**Stored rows:**
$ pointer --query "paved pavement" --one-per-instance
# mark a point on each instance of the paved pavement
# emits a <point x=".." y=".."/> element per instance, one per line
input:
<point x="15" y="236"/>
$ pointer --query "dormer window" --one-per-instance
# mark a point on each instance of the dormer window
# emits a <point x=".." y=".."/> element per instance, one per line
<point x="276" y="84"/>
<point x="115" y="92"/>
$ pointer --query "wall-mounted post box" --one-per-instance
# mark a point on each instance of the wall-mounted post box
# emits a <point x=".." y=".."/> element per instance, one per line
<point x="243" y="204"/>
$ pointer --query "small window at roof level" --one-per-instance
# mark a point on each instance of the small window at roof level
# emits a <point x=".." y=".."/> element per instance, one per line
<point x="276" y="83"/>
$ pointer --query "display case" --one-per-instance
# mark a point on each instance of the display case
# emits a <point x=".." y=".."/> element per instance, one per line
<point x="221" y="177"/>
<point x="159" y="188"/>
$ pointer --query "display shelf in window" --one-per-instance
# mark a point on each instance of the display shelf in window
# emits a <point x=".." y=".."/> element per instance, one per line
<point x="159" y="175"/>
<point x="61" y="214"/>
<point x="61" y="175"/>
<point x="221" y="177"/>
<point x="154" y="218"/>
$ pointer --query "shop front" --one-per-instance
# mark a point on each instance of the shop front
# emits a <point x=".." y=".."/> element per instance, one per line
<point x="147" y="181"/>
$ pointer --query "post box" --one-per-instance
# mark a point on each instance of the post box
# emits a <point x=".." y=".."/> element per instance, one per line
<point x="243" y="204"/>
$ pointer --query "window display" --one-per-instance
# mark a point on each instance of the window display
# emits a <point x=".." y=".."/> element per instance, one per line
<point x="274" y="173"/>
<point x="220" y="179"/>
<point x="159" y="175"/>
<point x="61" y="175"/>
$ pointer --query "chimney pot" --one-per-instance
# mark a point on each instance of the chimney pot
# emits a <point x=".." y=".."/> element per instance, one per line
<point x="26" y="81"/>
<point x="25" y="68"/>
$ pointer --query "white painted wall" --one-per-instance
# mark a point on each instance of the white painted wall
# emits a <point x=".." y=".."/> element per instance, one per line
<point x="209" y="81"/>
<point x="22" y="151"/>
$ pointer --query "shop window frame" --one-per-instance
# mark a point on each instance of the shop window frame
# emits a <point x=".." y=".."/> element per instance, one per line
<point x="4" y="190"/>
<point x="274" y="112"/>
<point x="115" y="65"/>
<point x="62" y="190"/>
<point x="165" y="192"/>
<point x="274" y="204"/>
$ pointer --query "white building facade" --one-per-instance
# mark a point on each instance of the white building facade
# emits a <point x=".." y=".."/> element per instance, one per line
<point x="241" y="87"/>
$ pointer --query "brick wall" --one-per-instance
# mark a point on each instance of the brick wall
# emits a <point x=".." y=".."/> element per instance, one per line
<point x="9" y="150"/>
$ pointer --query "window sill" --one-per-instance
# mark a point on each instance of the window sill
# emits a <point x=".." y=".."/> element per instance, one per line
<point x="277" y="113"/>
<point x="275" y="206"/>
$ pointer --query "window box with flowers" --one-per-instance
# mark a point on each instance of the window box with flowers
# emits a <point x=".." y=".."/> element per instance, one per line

**What the task asks:** Recopy all the lines exactly as they appear.

**Output of the exercise:**
$ pointer --query "paved pavement" --one-per-instance
# mark a point on each instance of the paved pavement
# emits a <point x=".." y=".."/> element per instance, one per line
input:
<point x="15" y="236"/>
$ pointer --query "dormer window" --one-per-instance
# mark a point on each instance of the dormer window
# emits a <point x=".." y=".."/> element per instance, one per line
<point x="276" y="84"/>
<point x="115" y="92"/>
$ pointer --query "wall-mounted post box" --one-per-instance
# mark a point on each instance of the wall-mounted post box
# emits a <point x=".." y=".."/> element per instance, one per line
<point x="243" y="204"/>
$ pointer --query "small window at roof level" --one-per-instance
# mark a point on each instance of the small window at roof level
# emits a <point x=".." y=".."/> element per instance, one per line
<point x="276" y="83"/>
$ pointer --query "display case" --one-per-instance
# mark a point on each instance of the display case
# emits a <point x=".." y=".."/> element per instance, one per line
<point x="221" y="177"/>
<point x="159" y="188"/>
$ pointer --query "display shelf in window" --one-per-instance
# mark a point on each instance of the display shelf in window
# emits a <point x=".." y=".."/> element per instance, one per line
<point x="159" y="175"/>
<point x="61" y="214"/>
<point x="61" y="175"/>
<point x="221" y="177"/>
<point x="154" y="218"/>
$ pointer --query "shop front" --one-per-instance
# mark a point on each instance of the shop front
# emits a <point x=".." y=".."/> element per instance, one per line
<point x="147" y="181"/>
$ pointer --query "post box" --one-per-instance
# mark a point on each instance of the post box
# emits a <point x=".." y=".."/> element per instance, one per line
<point x="243" y="204"/>
$ pointer --query "window display" --one-per-instance
# mark a point on each instance of the window display
# emits a <point x=".." y=".."/> element per instance, one per line
<point x="274" y="173"/>
<point x="220" y="179"/>
<point x="159" y="175"/>
<point x="61" y="175"/>
$ pointer --query "chimney pot" --one-per-instance
# mark a point on each instance of the chimney pot
# emits a <point x=".." y=".."/> element per instance, one per line
<point x="26" y="81"/>
<point x="25" y="68"/>
$ pointer --query "white painted wall" --one-per-instance
# mark a point on each instance of the white painted wall
# emits a <point x=".." y=".."/> element per instance, one per line
<point x="209" y="81"/>
<point x="22" y="151"/>
$ pointer --query "shop window frame" --one-per-instance
# mark a point on each instance of the shop window frame
# emits a <point x=".." y=".."/> element per instance, one per line
<point x="4" y="190"/>
<point x="274" y="112"/>
<point x="115" y="65"/>
<point x="62" y="190"/>
<point x="165" y="192"/>
<point x="274" y="204"/>
$ pointer --query "white building facade" --one-per-instance
# mark a point on each instance of the white building facade
# emits a <point x=".." y=".."/> element per instance, one per line
<point x="241" y="87"/>
$ pointer --query "brick wall" --one-per-instance
# mark a point on each instance of the brick wall
# emits a <point x=".." y=".."/> element per instance, one per line
<point x="9" y="150"/>
$ pointer --query "window sill" --one-per-instance
# mark a point on each instance of the window sill
# emits a <point x=".." y=".."/> element per instance, one per line
<point x="277" y="113"/>
<point x="275" y="206"/>
$ pointer --query "window box with flowers" --one-per-instance
# mark a point on each instance of the window box with flowers
# emits a <point x=".." y=".."/> element per instance, one per line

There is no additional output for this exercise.